◆ Selected extract
┄┄┄┄┄┄

Search Basics

Search a single gene

Open TCGALand, then type a gene name, such as nusap1, in the search box. Notice that the auto fill box will assist you to complete the full gene name. Click the green arrow then select "Search", or press "Enter" to search gene NUSAP1 in TCGA land.

NewImage6_png

A figure showing DNA Alteration Distribution for gene NUSAP1 is returned. This shows the number of different Alteration types, organized by primary group type (in TCGA, the primary group type is Tumor Type.)

NewImage101_png

On the left panel, Sample, Mutation and CNV tabs are used to filter samples depending on different filter criteria. Under Mutation, clicking "View Filtered Table" will show detailed mutation information matching with the selected filter criteria.

NewImage8_png

On the right panel, Legend tab shows legend by color. The color can be changed by right-clicking each level.

NewImage9_png

Task tab can be used to change data shown in the view, change profile columns, specify data summarization method, change chart properties, etc. The data used in the view can be exported to txt or excel files.

NewImage10_png

OncoLand provides bunches of data views which can be accessed in Select View. Data are organized into sections based on platform types as well as an Integration section. In each customized view, there will be a tooltip, describing the view when moused over:

NewImage11_png

By clicking a different view, the default setting is to replace the current view with the newly selected view. If users prefer to keep all views, there is an option:

NewImage12_png

DNA-Seq

NewImage13_png

Somatic Mutation is based on MAF (Mutation Annotation Format) files downloaded from TCGA. By definition, somatic is present in tumor but not control.

Somatic Mutation Distribution view shows the percentage of mutant samples in each grouping (e.g. Tumor Type).

NewImage99_png

Somatic mutations can be visualized in built-in ArrayLand genome browser. Visualizations will be automatically refreshed in response to the filters on mutation features and sample meta data.

NewImage100_png

RNA-Seq Quantification

RNA_seq_menu_png

RNA-Seq gene and transcript FPKM

Gene FPKM Charts return visualizations based on FPKM (Fragments Per Kilobase of transcript per Million mapped fragments). All FPKM data calculated at the transcript level, using an EM algorithm based on RSEM ^link. Data are further normalized for each sample by firstly adding 0.1 to FPKM and then taking log 2. This makes FPKM values comparable across all samples in the Land. Data are summarized at the gene level, by taking the sum of all transcript FPKM values.

NewImage17_png

Visualization is further configurable in the task tab, including chart/symbol properties (shape, color and size).

Summary (gene FPKM) view shows percentage of tumor samples whose RNA-Seq log2(FPKM+0.1) expression is 2x up-regulated or 2x down-regulated, compared to normal samples in each group (e.g. Tumor Type).

NewImage18_png

The default fold change cutoff 2x can be changed under Expression tab in the left panel.

RNA-Seq Exon Details

RNA-Seq details on exon and exon junction level are visualized in the built-in genome browser. It can help the user answer questions such as “Are there FGF12 transcript expression differences between PRAD tumor samples?

┄┄┄┄┄┄

◆ The data
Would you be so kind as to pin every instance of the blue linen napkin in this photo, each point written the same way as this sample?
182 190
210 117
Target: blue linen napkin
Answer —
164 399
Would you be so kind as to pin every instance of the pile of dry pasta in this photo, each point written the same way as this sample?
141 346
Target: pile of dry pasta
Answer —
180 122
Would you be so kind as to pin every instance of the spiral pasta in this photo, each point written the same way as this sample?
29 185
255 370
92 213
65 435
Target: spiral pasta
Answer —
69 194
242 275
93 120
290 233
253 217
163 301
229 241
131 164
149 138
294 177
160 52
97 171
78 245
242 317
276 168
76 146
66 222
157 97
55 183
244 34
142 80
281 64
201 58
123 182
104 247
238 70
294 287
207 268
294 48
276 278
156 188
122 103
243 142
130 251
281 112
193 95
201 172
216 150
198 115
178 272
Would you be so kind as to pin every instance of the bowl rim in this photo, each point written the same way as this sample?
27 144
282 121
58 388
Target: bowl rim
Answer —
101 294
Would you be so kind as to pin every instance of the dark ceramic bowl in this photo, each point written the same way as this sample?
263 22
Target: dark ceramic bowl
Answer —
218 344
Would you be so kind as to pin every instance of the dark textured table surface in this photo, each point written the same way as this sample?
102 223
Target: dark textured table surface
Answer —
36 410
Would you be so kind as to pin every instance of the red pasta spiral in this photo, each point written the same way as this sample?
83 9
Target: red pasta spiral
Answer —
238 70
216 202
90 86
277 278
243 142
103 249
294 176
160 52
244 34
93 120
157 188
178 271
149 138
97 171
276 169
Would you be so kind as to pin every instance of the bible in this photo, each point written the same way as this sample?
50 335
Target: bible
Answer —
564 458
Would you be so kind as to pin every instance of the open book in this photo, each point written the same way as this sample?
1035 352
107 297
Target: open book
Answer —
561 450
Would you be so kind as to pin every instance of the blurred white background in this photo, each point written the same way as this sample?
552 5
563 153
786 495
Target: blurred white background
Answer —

┄┄┄┄┄┄

◆ Exercise goal
In the search basics page, write out everything between "A figure showing" and "selected filter criteria.", inclusive, word for word.

◆ Answer area
A figure showing DNA Alteration Distribution for gene NUSAP1 is returned. This shows the number of different Alteration types, organized by primary group type (in TCGA, the primary group type is Tumor Type.)

NewImage101_png

On the left panel, Sample, Mutation and CNV tabs are used to filter samples depending on different filter criteria. Under Mutation, clicking "View Filtered Table" will show detailed mutation information matching with the selected filter criteria.